[[ Records to use, beginning ]]

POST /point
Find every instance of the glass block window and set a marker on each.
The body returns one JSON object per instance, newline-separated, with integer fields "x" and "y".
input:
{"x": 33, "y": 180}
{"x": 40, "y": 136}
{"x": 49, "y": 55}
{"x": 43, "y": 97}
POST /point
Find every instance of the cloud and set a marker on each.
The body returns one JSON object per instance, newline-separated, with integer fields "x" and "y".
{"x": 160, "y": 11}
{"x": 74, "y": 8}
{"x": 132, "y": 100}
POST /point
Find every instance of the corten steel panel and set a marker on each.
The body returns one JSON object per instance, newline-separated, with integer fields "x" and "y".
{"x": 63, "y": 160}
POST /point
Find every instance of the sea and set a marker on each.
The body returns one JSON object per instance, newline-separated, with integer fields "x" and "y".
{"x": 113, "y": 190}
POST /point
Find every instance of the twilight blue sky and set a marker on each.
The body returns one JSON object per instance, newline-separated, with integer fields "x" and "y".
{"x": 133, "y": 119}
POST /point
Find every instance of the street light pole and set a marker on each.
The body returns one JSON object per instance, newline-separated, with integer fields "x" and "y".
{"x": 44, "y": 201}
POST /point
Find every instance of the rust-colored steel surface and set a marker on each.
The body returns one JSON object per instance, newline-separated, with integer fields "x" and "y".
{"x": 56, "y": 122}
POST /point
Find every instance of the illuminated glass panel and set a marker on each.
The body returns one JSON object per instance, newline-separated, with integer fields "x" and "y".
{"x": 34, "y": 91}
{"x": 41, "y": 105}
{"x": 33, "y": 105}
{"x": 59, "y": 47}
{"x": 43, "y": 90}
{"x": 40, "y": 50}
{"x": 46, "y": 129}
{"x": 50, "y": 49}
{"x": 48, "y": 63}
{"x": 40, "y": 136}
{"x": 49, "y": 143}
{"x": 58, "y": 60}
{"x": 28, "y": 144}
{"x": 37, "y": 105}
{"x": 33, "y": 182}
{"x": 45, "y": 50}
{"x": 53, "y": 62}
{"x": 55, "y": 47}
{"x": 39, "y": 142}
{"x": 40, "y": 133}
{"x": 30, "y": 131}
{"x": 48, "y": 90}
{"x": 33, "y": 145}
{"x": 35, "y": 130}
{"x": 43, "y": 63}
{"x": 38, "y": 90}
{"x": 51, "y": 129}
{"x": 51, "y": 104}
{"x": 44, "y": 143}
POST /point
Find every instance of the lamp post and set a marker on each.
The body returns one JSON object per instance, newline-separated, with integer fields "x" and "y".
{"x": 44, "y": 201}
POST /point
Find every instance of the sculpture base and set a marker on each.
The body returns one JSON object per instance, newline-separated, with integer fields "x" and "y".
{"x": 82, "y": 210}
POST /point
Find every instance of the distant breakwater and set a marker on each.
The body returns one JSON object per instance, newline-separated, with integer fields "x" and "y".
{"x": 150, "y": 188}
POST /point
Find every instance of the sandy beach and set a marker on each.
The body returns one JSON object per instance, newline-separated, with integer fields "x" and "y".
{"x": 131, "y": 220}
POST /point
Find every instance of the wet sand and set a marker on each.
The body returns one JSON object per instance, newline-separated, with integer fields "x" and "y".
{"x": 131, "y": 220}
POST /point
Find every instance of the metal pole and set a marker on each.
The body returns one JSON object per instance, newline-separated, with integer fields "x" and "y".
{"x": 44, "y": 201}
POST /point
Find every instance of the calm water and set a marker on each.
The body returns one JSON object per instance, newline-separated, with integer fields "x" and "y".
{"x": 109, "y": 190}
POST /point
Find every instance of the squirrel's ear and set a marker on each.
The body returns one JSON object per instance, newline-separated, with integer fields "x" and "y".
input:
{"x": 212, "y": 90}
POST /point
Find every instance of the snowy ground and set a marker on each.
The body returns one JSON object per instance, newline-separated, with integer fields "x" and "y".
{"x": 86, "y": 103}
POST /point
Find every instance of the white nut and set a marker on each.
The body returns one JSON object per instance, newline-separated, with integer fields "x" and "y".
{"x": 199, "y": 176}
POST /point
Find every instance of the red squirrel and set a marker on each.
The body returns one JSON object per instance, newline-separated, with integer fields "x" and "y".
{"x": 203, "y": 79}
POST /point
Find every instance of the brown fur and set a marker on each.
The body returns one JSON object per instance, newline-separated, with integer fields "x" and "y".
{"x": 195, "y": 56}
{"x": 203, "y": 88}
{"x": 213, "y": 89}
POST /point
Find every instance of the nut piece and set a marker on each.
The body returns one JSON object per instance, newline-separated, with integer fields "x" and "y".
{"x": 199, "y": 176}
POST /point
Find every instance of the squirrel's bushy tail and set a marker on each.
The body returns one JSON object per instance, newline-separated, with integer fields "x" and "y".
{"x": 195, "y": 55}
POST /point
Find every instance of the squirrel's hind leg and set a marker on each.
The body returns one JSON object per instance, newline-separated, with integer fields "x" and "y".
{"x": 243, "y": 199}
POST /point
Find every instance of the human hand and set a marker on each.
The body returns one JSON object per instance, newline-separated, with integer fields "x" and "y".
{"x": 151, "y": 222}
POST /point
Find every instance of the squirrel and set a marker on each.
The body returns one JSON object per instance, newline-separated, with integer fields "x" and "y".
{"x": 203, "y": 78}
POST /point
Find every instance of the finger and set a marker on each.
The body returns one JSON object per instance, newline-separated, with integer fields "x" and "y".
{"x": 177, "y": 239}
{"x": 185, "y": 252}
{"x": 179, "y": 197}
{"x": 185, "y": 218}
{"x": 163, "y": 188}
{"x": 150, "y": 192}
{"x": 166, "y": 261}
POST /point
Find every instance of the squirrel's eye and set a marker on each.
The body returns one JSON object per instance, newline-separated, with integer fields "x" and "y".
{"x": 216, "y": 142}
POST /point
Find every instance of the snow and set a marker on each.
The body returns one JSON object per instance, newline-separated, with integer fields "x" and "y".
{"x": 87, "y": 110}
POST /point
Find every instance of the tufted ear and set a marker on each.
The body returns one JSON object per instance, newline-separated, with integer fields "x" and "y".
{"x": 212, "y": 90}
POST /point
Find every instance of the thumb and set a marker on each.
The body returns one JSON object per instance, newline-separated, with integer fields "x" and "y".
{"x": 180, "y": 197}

[[ Records to use, end ]]
[[ Records to use, beginning ]]

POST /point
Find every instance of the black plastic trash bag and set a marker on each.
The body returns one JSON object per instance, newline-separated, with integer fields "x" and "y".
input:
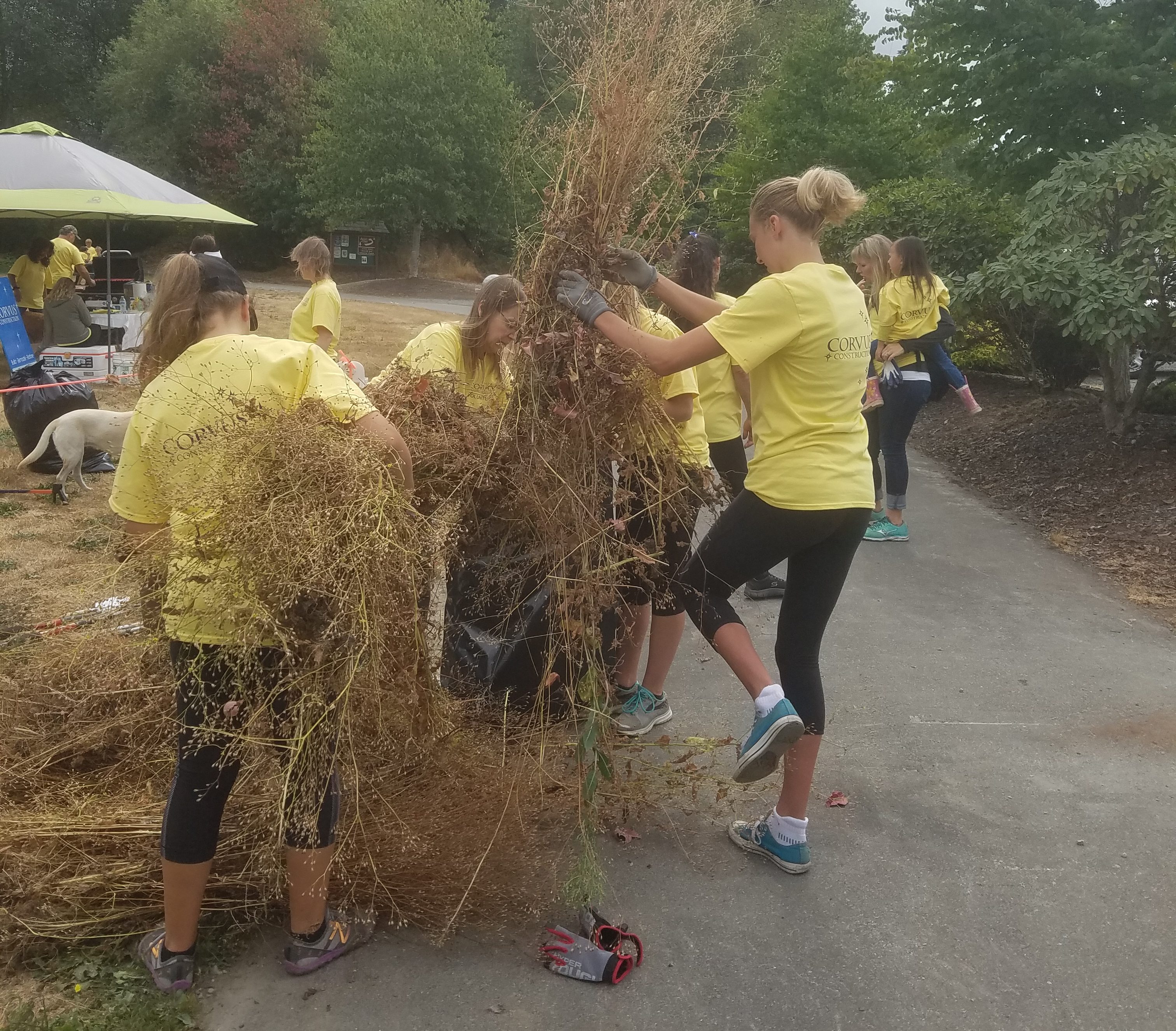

[[ Records to use, end ]]

### Your assignment:
Your answer should consist of each line above in which "squirrel" appears.

### Answer box:
Find every instance of the squirrel's ear and set a marker on each.
Find every instance of the red squirrel and set a marker on each.
Find every instance of the squirrel's bushy tail and set a marker on each.
Find every instance of the squirrel's hind leg and set a marker on each.
Find every instance of the squirrel and set a marker on each.
Find every instance of the squirrel's eye and set a marker on each.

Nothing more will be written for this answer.